- Task to carry out
Copy out each line of the rows below that contains the string "metal". Uppercase and lowercase letters count as different.

- Data supplied

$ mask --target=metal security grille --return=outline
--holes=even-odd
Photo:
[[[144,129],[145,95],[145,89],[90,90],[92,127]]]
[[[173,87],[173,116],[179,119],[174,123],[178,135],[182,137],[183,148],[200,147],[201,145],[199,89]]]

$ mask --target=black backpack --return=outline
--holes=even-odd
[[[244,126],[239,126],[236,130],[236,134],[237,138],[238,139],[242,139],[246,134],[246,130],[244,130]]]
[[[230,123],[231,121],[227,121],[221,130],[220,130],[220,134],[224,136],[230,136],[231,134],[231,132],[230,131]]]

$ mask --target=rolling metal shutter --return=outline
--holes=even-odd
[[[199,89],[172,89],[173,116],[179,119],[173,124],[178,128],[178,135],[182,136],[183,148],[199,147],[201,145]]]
--
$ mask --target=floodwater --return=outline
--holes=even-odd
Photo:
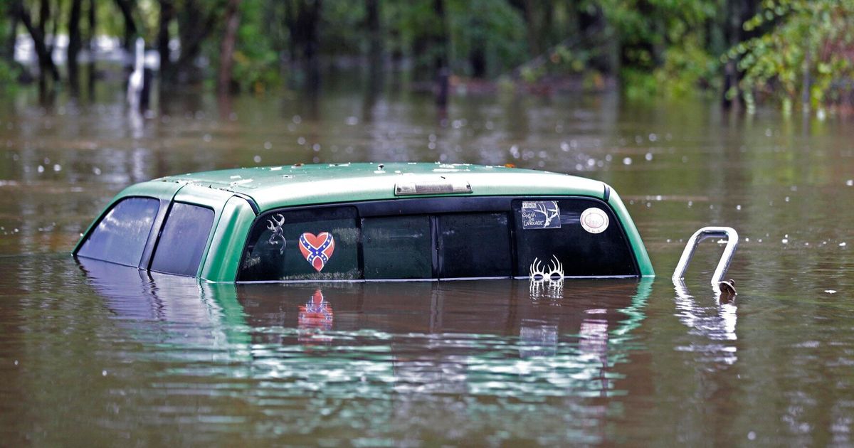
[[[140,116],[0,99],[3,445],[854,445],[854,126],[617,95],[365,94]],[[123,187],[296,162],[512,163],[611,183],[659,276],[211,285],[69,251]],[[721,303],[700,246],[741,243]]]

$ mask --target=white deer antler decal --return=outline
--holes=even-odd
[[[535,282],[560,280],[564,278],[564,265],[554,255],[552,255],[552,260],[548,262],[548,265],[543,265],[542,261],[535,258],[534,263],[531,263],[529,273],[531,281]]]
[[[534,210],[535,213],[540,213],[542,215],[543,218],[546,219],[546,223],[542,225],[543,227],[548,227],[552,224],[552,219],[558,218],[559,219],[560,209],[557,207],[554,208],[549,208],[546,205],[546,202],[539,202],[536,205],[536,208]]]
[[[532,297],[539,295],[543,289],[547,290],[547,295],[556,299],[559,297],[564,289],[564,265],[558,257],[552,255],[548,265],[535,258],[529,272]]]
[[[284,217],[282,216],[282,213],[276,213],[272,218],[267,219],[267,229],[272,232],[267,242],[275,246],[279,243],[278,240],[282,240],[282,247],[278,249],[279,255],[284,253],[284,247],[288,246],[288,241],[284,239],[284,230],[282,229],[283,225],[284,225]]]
...
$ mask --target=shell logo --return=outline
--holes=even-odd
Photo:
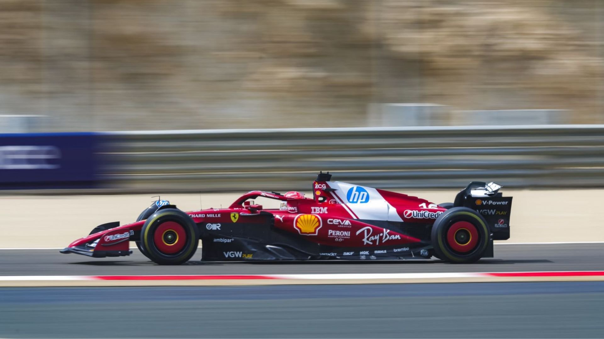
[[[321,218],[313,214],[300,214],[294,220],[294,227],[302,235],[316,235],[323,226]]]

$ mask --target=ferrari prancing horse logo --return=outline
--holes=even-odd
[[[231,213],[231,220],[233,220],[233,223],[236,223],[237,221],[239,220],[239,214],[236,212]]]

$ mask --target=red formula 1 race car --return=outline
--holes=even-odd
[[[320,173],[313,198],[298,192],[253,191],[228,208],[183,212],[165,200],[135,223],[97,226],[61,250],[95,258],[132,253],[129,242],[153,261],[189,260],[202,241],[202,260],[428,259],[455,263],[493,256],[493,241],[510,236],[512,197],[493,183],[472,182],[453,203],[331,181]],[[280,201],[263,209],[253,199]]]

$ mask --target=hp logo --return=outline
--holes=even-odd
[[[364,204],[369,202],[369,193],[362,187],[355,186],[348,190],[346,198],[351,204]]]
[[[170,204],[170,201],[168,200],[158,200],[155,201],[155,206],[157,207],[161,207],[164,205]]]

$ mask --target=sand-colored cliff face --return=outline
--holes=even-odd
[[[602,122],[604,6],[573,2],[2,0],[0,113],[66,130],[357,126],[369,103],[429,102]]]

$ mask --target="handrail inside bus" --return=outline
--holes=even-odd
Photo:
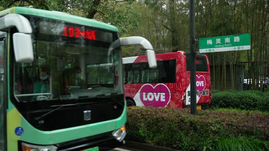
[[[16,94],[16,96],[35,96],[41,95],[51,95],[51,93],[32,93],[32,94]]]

- Full solution
$ mask --target=metal security grille --return=outline
$ mask --target=rolling metal shutter --return=outline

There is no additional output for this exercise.